- What you will do
This exercise calls for the whole listing to be given again exactly, without images.

*-*-*

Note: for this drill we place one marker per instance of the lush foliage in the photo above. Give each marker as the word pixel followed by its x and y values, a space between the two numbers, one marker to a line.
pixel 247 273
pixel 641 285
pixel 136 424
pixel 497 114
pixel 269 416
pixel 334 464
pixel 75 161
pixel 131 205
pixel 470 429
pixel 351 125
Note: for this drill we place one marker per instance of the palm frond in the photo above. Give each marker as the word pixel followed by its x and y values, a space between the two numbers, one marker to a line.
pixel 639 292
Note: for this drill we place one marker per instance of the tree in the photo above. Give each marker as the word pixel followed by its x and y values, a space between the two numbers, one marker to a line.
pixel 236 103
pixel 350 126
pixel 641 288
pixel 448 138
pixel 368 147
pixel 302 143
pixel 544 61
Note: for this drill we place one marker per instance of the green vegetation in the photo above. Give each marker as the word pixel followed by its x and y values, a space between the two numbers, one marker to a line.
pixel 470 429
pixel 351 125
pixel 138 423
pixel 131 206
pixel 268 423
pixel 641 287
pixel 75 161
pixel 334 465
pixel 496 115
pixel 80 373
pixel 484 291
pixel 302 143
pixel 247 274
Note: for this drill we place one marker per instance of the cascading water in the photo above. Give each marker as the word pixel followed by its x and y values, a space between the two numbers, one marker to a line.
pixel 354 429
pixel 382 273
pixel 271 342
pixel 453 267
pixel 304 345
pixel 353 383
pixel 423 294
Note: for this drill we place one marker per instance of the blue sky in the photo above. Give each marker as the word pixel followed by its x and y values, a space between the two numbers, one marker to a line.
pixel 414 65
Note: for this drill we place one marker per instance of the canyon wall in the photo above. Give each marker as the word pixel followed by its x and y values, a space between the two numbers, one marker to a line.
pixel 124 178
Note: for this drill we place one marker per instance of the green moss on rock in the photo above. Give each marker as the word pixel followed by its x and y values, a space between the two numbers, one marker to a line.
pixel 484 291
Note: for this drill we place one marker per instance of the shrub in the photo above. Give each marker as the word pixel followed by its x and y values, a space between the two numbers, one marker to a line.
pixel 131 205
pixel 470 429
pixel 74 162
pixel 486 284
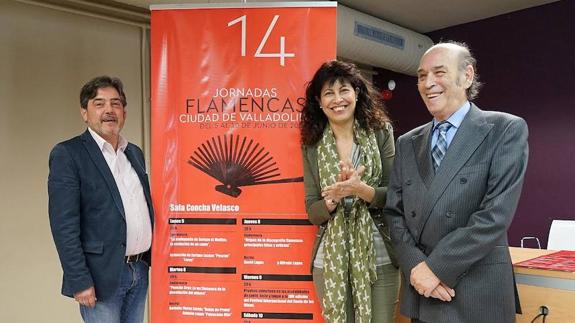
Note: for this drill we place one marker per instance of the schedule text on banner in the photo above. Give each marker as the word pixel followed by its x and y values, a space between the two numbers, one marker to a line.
pixel 232 242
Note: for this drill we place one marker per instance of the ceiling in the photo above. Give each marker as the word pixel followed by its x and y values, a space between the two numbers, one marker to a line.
pixel 418 15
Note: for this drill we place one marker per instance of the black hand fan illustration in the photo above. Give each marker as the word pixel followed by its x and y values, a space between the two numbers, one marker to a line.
pixel 237 162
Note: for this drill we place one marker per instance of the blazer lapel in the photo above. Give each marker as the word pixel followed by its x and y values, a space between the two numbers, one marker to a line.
pixel 469 136
pixel 423 154
pixel 140 169
pixel 98 159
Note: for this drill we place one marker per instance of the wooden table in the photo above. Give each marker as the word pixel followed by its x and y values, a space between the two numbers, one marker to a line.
pixel 537 287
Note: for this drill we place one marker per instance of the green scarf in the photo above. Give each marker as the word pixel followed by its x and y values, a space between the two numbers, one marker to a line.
pixel 348 243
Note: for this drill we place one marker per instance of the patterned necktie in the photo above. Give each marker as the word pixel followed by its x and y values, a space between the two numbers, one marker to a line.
pixel 438 151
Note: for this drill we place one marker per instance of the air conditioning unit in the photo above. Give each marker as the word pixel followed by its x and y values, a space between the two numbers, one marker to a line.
pixel 369 40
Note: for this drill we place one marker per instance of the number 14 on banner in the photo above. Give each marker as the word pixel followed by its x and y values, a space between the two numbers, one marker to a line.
pixel 282 54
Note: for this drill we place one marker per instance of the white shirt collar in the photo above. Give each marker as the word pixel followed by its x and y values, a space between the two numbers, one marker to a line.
pixel 101 142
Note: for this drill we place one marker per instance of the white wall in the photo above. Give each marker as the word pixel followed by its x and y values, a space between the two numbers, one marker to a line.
pixel 46 55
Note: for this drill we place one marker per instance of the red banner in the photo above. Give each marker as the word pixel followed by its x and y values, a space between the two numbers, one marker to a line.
pixel 231 239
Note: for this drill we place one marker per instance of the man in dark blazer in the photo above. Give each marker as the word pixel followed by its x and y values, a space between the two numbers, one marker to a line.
pixel 100 210
pixel 452 195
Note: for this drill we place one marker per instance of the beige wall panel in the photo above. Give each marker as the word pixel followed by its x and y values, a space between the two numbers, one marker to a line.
pixel 45 57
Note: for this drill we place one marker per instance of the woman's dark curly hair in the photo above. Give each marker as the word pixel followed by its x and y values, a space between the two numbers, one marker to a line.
pixel 369 109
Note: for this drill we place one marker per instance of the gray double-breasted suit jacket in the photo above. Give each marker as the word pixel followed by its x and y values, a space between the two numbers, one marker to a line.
pixel 456 220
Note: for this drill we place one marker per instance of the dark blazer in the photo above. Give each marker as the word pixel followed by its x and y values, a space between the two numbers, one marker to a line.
pixel 87 215
pixel 456 220
pixel 315 206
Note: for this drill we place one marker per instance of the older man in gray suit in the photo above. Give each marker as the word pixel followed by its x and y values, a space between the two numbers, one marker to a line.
pixel 453 192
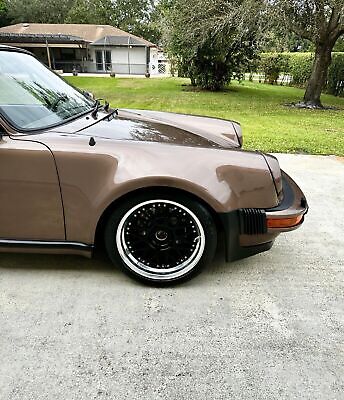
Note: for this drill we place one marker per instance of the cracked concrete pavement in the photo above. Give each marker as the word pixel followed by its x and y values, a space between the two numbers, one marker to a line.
pixel 268 327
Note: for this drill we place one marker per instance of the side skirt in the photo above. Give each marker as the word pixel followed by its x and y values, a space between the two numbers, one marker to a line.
pixel 50 247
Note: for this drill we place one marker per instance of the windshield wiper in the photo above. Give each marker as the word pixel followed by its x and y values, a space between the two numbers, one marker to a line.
pixel 59 100
pixel 98 106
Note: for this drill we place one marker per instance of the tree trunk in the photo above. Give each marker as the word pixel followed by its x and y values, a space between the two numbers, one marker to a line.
pixel 318 77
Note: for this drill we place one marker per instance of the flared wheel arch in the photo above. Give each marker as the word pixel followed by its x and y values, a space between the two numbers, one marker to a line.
pixel 99 234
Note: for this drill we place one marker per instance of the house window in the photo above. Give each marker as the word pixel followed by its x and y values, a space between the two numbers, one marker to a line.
pixel 103 61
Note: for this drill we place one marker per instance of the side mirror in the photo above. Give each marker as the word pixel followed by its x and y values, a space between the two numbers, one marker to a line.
pixel 89 95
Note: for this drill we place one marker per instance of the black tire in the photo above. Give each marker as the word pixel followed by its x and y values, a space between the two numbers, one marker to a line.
pixel 150 228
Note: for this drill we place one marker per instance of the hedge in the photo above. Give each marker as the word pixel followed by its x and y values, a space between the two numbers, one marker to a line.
pixel 299 67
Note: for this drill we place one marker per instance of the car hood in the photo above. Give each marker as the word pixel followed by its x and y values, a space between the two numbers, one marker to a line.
pixel 162 127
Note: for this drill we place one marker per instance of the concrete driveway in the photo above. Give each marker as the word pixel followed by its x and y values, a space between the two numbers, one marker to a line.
pixel 268 327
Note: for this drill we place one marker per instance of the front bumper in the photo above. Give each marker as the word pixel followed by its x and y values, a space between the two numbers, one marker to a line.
pixel 251 231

*-*-*

- Written answer
Note: for this drill we place one marker per instance of the lush foliage in the photo above. Give each marker as the word pixel followed by its x and y values, a space between the two numbers, one marker to a line.
pixel 247 273
pixel 641 285
pixel 136 424
pixel 497 114
pixel 269 416
pixel 334 464
pixel 75 161
pixel 131 205
pixel 470 429
pixel 351 125
Note: for this drill we place one marker per instance of the palm frond in the photo above. Give each marker as the word pixel followed by its x and y values, a space between the two numbers, one marker to a line.
pixel 639 292
Note: for this drill we place one marker per instance of the tree in the photo above. Give each marker as the word pixel followed by its x and y values, a space between the two numbers, one marker to a line.
pixel 236 103
pixel 350 126
pixel 641 288
pixel 448 138
pixel 368 147
pixel 302 143
pixel 544 61
Note: for this drill we place one marker per instance of the green vegetation in the photo above. Give each marker as the word pixel followed by its x and y values, a space between the two numbers, one marker to a line.
pixel 470 429
pixel 351 125
pixel 138 423
pixel 131 206
pixel 268 423
pixel 641 287
pixel 75 161
pixel 334 465
pixel 496 115
pixel 80 373
pixel 484 291
pixel 302 143
pixel 247 274
Note: for this drill we place one marker per instance of the cascading water in the photo above. Give each marker as the word pixel followed by its x and y values, a space between the two numbers, one marker to a line.
pixel 354 429
pixel 382 273
pixel 271 342
pixel 453 267
pixel 304 345
pixel 353 383
pixel 423 294
Note: for this drill we place one marker per instance of the blue sky in the photo above. Give each marker as the word pixel followed by its x and y values, a space between the two numbers, one marker to a line.
pixel 414 65
Note: for this drill we place one marker per instance of the canyon wall in the photo above. Give each marker as the word pixel followed by its x and y values, a space between the two numbers, one marker to a line.
pixel 124 178
Note: for this drill we place one marker per instance of the green moss on rock in the photo above. Give each marker as the word pixel followed by its x and y values, a space between the two numbers, one marker to a line.
pixel 484 291
Note: for this drill we place one marker per instance of the shrub in the photo above. Give each marker as the word pixel followed by its x and y values, a space between the two numbers, one marker to a line.
pixel 131 205
pixel 470 429
pixel 74 162
pixel 486 284
Note: for this drill we place one marker per instance of the schedule text on banner in the photo above. Give each marker as the word pixel followed by its x and y values, a space between the two numbers, one marker to a line.
pixel 232 242
Note: for this drill we place one marker per instance of the ceiling in the photo above. Give each marker as the word pixel followed by its x and y values, a space between the two numbers, one marker to a line.
pixel 418 15
Note: for this drill we place one marker per instance of the black hand fan illustration in the photo above. Give each marker as the word pixel followed by its x and y values, a space between the two numbers, one marker to a line.
pixel 237 162
Note: for this drill we place one marker per instance of the blazer lapel in the photo above. Give each marker as the word pixel followed by its x and y values, a space between the two numbers, one marker to a line.
pixel 469 136
pixel 423 154
pixel 140 169
pixel 98 159
Note: for this drill we place one marker per instance of the wooden table in the photo above. Give each marker as the word pixel followed by its x and y values, a space between the two numbers, one marker to a line.
pixel 537 287
Note: for this drill we place one marker per instance of the green scarf in the photo above. Give each marker as the word pixel followed by its x and y values, a space between the two numbers, one marker to a line.
pixel 348 243
Note: for this drill we place one marker per instance of the patterned necktie in the photo above. Give each marker as the word pixel followed by its x and y values, a space between the two numbers, one marker to a line.
pixel 438 151
Note: for this drill we place one marker per instance of the air conditioning unit in the photo above. Give each marker as the word pixel followed by its x and y values, a space between the two numbers, one marker to a line.
pixel 369 40
Note: for this drill we place one marker per instance of the number 14 on banner in the photo above. Give each marker as the word pixel followed by its x and y values, a space between the two numbers, one marker to a line.
pixel 282 54
Note: for this drill we place one marker per instance of the white shirt collar in the photo above. Give each marker as the word pixel followed by its x and y values, a space between the two numbers, one marker to a line.
pixel 101 142
Note: for this drill we place one marker per instance of the white wall in the photo above. Give each marker as the word pixel followed by its x and y values, a space between the two numbers, one marker to a line.
pixel 46 55
Note: for this drill we place one marker per instance of the red banner in the photo above. Give each marker as the word pixel followed by its x and y values, a space between the two numbers, one marker to a line.
pixel 231 239
Note: for this drill we place one marker per instance of the man in dark blazer in the photo above. Give each marker as the word pixel followed by its x and y values, a space between the two numbers, one marker to a line.
pixel 100 210
pixel 452 195
Note: for this drill we place one marker per instance of the beige wall panel in the photo above. Give each marker as the word pixel followed by its x and y values, a space between the two numbers, one marker to a line.
pixel 45 57
Note: for this drill we place one marker per instance of the woman's dark curly hair in the photo above. Give each marker as the word pixel followed by its x and y values, a space between the two numbers, one marker to a line.
pixel 369 109
Note: for this drill we place one marker per instance of the gray double-breasted suit jacket in the photo above. Give each marker as the word pixel followed by its x and y values, a space between the two numbers, one marker to a line.
pixel 456 220
Note: for this drill we place one marker per instance of the dark blazer in the photo above. Give each marker as the word pixel followed by its x and y values, a space between the two numbers, one marker to a line.
pixel 87 215
pixel 456 220
pixel 315 206
Note: for this drill we place one marker per instance of the older man in gray suit in the photo above. Give each marker as the word pixel followed by its x and y values, a space between the two numbers, one marker to a line.
pixel 453 192
Note: for this drill we place one marker per instance of the cracked concrete pavement in the photo above. Give each marker as the word pixel followed by its x and y values, a space between the two numbers, one marker to a line.
pixel 268 327
Note: for this drill we place one marker per instance of the side skirt in the photo above. Give each marker as the word pixel followed by its x and y values, a space between the two numbers, one marker to a line.
pixel 50 247
Note: for this drill we place one marker per instance of the windshield wiper in the photo above. Give each marker as the word pixel followed by its x and y values, a space between the two numbers, one marker to a line.
pixel 59 100
pixel 98 106
Note: for this drill we place one marker per instance of the tree trunk in the photo above. Give each marker as the word pixel followed by its x and y values, a space between the two numbers, one marker to a line.
pixel 318 77
Note: for this drill we place one marker per instance of the flared wheel arch in the photo above. Give each marker as the word pixel followed by its x and y values, a space between the two numbers, one marker to a line.
pixel 99 234
Note: for this drill we place one marker per instance of the house window in the photo above. Give each marker as the word pixel followed by its x and y values, a space between the two numbers, one marker to a line.
pixel 103 61
Note: for this drill we place one marker per instance of the side mirror in the photo above. Give each marker as the word pixel followed by its x and y values, a space between the two numbers, one marker to a line.
pixel 89 95
Note: for this drill we place one marker per instance of the black tire in the photo above. Give each marker as the word pixel followed by its x and y values, a space between the two numbers, one marker to a line.
pixel 150 228
Note: for this drill we place one marker per instance of the hedge in the photo above. Give each marker as the word pixel followed by its x and y values, a space between the two numbers, one marker to a line.
pixel 299 67
Note: for this drill we place one marker per instance of the car hood in the photo above. Give each marker as the word pixel followed by its x and y values, a space between the two numbers, one marker to a line.
pixel 162 127
Note: for this drill we place one marker per instance of the concrete driveway in the photo above. Give each marker as the word pixel followed by its x and y values, a space between the two numbers, one marker to a line.
pixel 268 327
Note: for this drill we place one marker per instance of the front bumper in the photo above. Give each marker as the word pixel followed by its x and y values, a space between the two numbers, one marker to a line.
pixel 251 231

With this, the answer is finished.